TASK GOAL
Collect every line below that contains the word "table".

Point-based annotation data
--
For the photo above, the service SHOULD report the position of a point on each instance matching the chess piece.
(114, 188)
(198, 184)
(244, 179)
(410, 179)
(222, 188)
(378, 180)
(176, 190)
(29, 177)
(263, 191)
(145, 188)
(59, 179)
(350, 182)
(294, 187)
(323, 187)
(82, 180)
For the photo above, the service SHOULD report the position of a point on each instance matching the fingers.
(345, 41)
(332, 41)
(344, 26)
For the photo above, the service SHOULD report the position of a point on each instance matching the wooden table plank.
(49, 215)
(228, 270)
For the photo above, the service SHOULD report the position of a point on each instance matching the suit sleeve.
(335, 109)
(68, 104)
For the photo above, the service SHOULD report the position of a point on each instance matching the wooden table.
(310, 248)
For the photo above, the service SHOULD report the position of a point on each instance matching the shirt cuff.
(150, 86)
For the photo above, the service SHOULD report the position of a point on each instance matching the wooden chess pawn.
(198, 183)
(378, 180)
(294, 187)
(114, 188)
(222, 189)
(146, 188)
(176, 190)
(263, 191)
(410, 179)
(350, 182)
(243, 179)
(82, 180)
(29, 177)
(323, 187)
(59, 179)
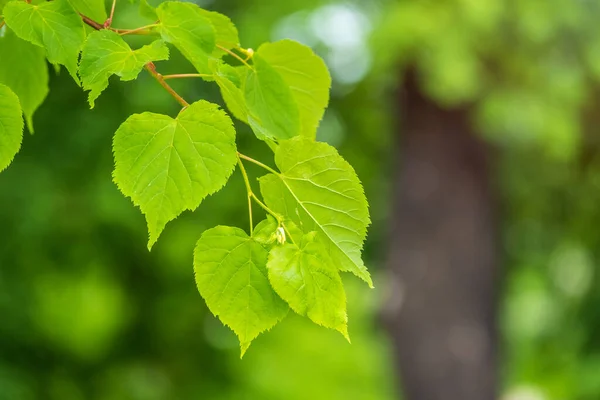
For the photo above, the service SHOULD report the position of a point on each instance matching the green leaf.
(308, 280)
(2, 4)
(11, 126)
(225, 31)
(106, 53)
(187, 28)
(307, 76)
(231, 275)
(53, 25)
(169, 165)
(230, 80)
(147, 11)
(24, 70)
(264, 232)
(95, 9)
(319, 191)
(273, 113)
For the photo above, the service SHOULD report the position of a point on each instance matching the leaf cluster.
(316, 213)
--
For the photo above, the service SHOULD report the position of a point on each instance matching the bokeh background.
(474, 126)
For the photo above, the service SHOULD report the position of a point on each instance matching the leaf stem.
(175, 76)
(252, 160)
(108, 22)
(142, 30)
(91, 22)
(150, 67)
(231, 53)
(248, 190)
--
EXERCISE SOLUTION
For the photo above, the service SHOULD report the position of a point on each instance matching the wooden table plank.
For the photo above, the service SHOULD report the position of a point on each instance matching the wooden table.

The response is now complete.